WHAT TO PRODUCE: Copy out the stretch of the Bonhoeffer reflection from "Dietrich Bonhoeffer wrote" through "of his life.", changing "enlightening" to "illuminating".

SUPPLIED TEXT:
↓↓↓
This tag is associated with 2 posts

Holy Week- A reflection inspired by Dietrich Bonhoeffer

God consents to be pushed out of the world and onto the cross; God is weak and powerless in the world and in precisely this way, and only so, is at our side and helps us. Matthew 8:17 makes it quite clear that Christ helps us not by virtue of his omnipotence but rather by virtue of his weakness and suffering! This is the crucial distinction between Christianity and all religions. Human religiosity directs people in need to the power of God in the world, God as deus ex machina. The Bible directs people toward the powerlessness and the suffering of God; only the suffering God can help. – DBWE 8, p. 479

Dietrich Bonhoeffer wrote much related to the cross, and I have constantly found his reflections to be enlightening for devotional and reflective reading, particularly during seasons like Lent. The words presented here are from a passage he wrote while imprisoned by the Nazis, and it is in the middle of his own musics on a “worldly” or “religionless” Christianity, a theme that one may find throughout his career, despite some limiting it only to the latter part of his life.
↑↑↑
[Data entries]
↓↓↓
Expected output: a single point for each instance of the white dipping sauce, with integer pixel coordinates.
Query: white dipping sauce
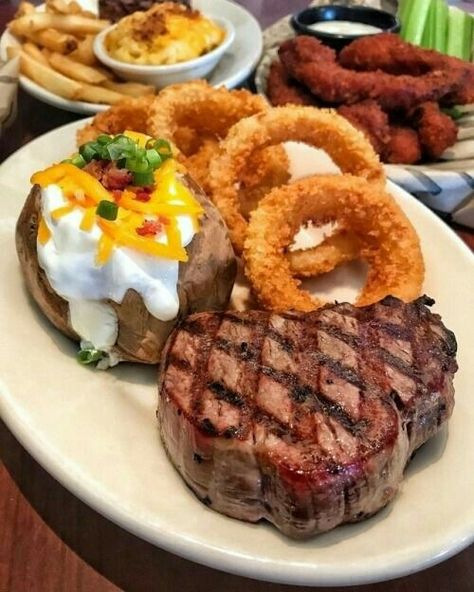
(344, 28)
(68, 259)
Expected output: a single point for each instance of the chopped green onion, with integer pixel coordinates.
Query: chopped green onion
(78, 160)
(88, 151)
(142, 179)
(107, 210)
(127, 153)
(121, 147)
(153, 158)
(163, 148)
(89, 356)
(104, 139)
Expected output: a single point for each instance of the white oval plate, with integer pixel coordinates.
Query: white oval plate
(236, 65)
(96, 431)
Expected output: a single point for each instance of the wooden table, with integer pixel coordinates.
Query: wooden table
(50, 541)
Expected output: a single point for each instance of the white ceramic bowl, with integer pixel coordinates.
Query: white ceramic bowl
(161, 76)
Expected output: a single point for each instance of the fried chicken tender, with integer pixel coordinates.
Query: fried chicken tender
(436, 130)
(315, 66)
(282, 90)
(369, 117)
(403, 146)
(389, 53)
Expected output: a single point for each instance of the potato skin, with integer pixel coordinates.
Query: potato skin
(205, 282)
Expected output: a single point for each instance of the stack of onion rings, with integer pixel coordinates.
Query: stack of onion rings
(388, 241)
(196, 117)
(319, 128)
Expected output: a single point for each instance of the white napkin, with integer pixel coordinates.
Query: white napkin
(8, 91)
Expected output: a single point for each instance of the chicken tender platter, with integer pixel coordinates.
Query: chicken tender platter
(243, 341)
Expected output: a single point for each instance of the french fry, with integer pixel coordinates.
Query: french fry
(35, 52)
(24, 8)
(49, 78)
(69, 23)
(97, 94)
(74, 70)
(59, 7)
(84, 52)
(55, 41)
(131, 89)
(13, 51)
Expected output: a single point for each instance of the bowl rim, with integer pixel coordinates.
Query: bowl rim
(103, 56)
(298, 26)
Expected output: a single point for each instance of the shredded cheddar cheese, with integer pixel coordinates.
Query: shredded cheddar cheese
(169, 199)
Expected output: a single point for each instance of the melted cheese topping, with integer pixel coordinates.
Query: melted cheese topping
(89, 260)
(164, 35)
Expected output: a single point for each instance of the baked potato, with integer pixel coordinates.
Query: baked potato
(205, 282)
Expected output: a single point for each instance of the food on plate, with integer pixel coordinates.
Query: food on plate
(196, 117)
(389, 89)
(319, 128)
(315, 65)
(436, 130)
(128, 114)
(118, 243)
(56, 52)
(306, 420)
(390, 54)
(167, 33)
(114, 10)
(435, 25)
(339, 247)
(389, 243)
(283, 90)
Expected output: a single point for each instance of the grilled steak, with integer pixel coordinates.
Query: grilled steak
(304, 419)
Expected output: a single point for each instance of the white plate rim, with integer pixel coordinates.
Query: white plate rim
(229, 81)
(223, 559)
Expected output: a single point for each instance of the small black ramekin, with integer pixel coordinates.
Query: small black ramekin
(333, 12)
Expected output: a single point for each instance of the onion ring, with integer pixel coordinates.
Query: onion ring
(320, 128)
(209, 113)
(131, 113)
(390, 244)
(340, 247)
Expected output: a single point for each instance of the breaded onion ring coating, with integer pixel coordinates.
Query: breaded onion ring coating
(129, 114)
(201, 107)
(193, 114)
(321, 128)
(338, 248)
(390, 244)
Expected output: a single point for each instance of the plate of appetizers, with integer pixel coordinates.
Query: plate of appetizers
(98, 85)
(422, 133)
(116, 245)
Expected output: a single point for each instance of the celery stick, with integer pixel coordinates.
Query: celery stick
(403, 7)
(456, 24)
(467, 38)
(428, 32)
(416, 20)
(440, 25)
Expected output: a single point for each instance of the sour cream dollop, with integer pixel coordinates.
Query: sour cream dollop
(69, 260)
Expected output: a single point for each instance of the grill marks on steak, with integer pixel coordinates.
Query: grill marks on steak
(306, 420)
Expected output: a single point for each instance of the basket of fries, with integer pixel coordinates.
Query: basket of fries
(54, 44)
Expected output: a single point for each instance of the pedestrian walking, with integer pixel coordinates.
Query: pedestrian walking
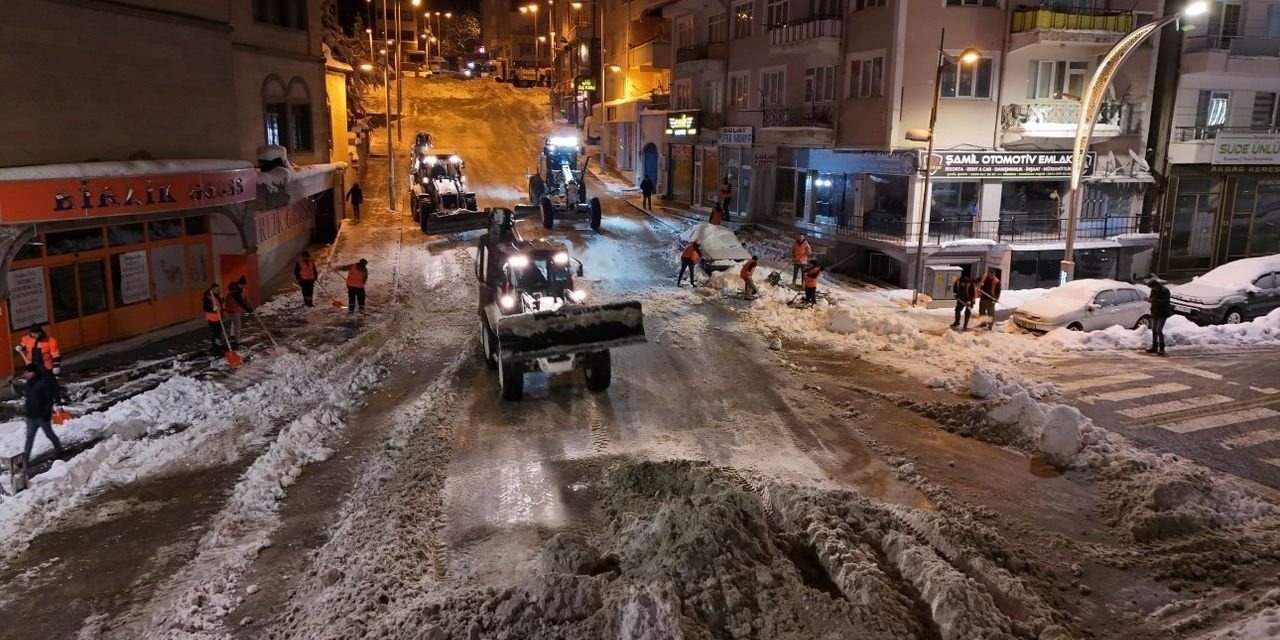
↑↑↑
FINAL RESULT:
Dietrich Bonhoeffer wrote much related to the cross, and I have constantly found his reflections to be illuminating for devotional and reflective reading, particularly during seasons like Lent. The words presented here are from a passage he wrote while imprisoned by the Nazis, and it is in the middle of his own musics on a “worldly” or “religionless” Christianity, a theme that one may find throughout his career, despite some limiting it only to the latter part of his life.